── Tekstfragment

De rituele betekenis van textielbewerking bij de Vikingen

Viking weaving

In de Vikingtijd waren rituelen en het dagelijks leven nauw met elkaar verweven. Dit verschilt sterk van de benadering die we kennen uit de Abrahamitische religies. Hoewel de Vikingen wel degelijk onderscheid maakten tussen ritueel en alledaags gedrag, vonden hun rituele handelingen vaak plaats binnen de gewone sociale ruimtes. Rituelen vonden niet uitsluitend plaats in speciale heiligdommen zoals tempels of kerken, maar maakten op kleinere schaal ook deel uit van het dagelijks leven. Ze waren zowel onderdeel van grotere gebeurtenissen, zoals de seizoensgebonden blót of openbare begrafenisrituelen, maar voornamelijk van de dharmatische en animistische levensovertuiging van de Vikingen. Zo boden ze een manier om iemands rol binnen de samenleving te vervullen.

────
── Verzameld materiaal

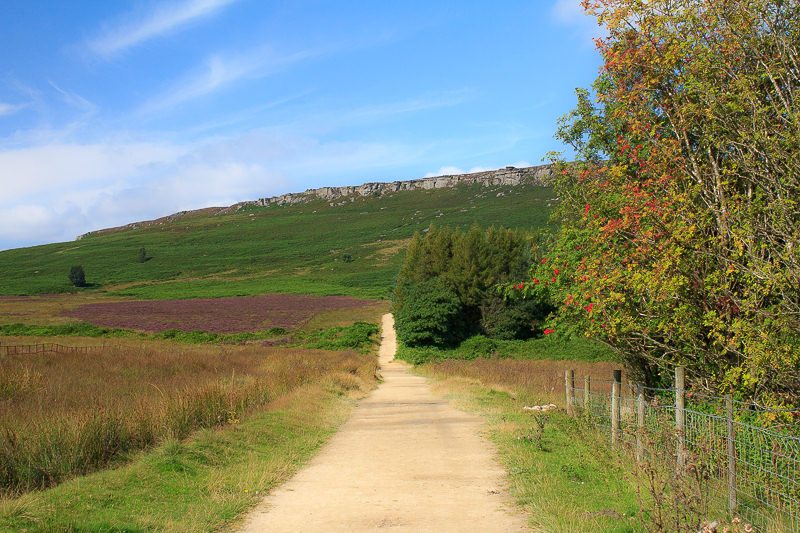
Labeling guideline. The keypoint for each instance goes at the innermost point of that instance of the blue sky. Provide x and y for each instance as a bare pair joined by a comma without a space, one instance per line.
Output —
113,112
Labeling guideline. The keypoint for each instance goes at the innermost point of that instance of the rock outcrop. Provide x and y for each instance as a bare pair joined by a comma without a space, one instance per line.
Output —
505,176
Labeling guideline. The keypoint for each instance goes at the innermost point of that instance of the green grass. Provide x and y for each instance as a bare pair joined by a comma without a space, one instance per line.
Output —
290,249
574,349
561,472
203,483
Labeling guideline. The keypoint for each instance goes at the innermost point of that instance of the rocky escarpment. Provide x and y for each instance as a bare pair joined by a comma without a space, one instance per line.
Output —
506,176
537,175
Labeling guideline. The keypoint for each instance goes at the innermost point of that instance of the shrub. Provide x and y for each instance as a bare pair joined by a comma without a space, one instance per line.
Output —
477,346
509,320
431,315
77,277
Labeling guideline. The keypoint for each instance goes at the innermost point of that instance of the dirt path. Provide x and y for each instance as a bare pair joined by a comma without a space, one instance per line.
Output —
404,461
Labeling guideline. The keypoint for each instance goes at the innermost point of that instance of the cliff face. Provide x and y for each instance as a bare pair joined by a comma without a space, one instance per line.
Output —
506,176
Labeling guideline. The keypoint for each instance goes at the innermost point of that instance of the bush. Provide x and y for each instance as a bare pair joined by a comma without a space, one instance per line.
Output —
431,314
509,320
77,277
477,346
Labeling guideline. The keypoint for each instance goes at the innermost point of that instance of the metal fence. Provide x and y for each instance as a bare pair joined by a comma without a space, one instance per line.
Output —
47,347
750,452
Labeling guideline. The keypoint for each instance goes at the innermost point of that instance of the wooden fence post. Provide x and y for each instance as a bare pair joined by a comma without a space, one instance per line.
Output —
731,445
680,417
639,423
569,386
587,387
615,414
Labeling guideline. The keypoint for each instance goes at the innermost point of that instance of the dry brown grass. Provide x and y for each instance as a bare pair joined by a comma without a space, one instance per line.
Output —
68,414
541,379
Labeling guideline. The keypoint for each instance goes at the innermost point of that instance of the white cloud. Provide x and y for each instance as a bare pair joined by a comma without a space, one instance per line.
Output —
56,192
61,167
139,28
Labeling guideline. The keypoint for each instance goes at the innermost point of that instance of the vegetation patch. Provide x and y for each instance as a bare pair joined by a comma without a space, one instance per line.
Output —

────
── Verzameld materiaal

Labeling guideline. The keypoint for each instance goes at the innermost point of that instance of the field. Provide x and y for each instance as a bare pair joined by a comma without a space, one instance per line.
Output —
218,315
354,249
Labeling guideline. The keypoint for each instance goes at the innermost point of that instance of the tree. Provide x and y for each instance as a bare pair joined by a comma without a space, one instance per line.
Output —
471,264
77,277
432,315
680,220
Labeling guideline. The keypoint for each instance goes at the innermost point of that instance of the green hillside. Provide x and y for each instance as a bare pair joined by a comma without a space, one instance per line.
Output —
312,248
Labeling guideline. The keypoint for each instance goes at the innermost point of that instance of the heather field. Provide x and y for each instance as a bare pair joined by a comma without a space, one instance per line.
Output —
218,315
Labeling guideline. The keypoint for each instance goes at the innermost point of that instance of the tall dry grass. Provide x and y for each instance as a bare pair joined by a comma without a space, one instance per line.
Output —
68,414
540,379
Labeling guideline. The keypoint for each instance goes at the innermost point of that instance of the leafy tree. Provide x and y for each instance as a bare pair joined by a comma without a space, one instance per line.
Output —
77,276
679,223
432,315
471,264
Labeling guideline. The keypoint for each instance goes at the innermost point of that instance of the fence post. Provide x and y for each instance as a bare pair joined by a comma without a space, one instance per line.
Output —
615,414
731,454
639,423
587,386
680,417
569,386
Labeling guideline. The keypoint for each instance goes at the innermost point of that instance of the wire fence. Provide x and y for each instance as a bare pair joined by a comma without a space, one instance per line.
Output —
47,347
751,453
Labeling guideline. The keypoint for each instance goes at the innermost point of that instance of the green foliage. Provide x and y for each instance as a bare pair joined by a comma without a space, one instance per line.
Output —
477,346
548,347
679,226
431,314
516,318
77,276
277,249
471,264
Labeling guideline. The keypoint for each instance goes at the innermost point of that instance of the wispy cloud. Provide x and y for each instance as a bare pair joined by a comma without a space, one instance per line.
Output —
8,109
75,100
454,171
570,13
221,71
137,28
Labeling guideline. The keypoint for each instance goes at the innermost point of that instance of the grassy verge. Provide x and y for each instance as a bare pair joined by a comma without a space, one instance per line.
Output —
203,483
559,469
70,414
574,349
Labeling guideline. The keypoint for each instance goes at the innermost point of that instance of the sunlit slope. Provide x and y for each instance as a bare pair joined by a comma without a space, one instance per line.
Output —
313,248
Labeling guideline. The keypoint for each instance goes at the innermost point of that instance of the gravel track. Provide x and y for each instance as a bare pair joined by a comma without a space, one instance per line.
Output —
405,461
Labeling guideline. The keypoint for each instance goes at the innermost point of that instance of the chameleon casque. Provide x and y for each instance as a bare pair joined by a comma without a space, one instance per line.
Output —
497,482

────

* _Oefenreeks_
- 1) Herschrijf in het tekstfragment de alinea die begint met "In de Vikingtijd waren rituelen" als een beknopte opsomming van de belangrijkste feiten.
- 2) Som alle voorbeelden op die het tekstfragment met het woord "zoals" inleidt.
- 3) Neem een deel van het tekstfragment letterlijk over, beginnend bij "De rituele betekenis" en eindigend bij "samenleving te vervullen.".

* _Uitwerkingen_
- 1)
- In de Vikingtijd waren rituelen en het dagelijks leven nauw met elkaar verweven, anders dan in de Abrahamitische religies.
- De Vikingen maakten wel onderscheid tussen ritueel en alledaags gedrag, maar rituele handelingen vonden vaak plaats in gewone sociale ruimtes.
- Rituelen waren niet beperkt tot heiligdommen zoals tempels of kerken en maakten op kleinere schaal deel uit van het dagelijks leven.
- Ze hoorden bij grotere gebeurtenissen, zoals de seizoensgebonden blót of openbare begrafenisrituelen, maar vooral bij de dharmatische en animistische levensovertuiging van de Vikingen.
- Ze boden een manier om iemands rol binnen de samenleving te vervullen.

- 2)
- tempels
- kerken
- de seizoensgebonden blót
- openbare begrafenisrituelen

- 3)
De rituele betekenis van textielbewerking bij de Vikingen

Viking weaving

In de Vikingtijd waren rituelen en het dagelijks leven nauw met elkaar verweven. Dit verschilt sterk van de benadering die we kennen uit de Abrahamitische religies. Hoewel de Vikingen wel degelijk onderscheid maakten tussen ritueel en alledaags gedrag, vonden hun rituele handelingen vaak plaats binnen de gewone sociale ruimtes. Rituelen vonden niet uitsluitend plaats in speciale heiligdommen zoals tempels of kerken, maar maakten op kleinere schaal ook deel uit van het dagelijks leven. Ze waren zowel onderdeel van grotere gebeurtenissen, zoals de seizoensgebonden blót of openbare begrafenisrituelen, maar voornamelijk van de dharmatische en animistische levensovertuiging van de Vikingen. Zo boden ze een manier om iemands rol binnen de samenleving te vervullen.